### DATASET ENTRIES

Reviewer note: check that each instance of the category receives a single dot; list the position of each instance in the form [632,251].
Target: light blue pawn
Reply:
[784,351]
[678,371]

######

### INSTRUCTIONS FOR THE TASK
Reproduce the data exactly. All of it is needed.

### FINISHED TASK
Reviewer note: check that each instance of the category receives a single dot; list the position of each instance in the form [632,251].
Target: light blue pawn
Reply:
[784,351]
[678,371]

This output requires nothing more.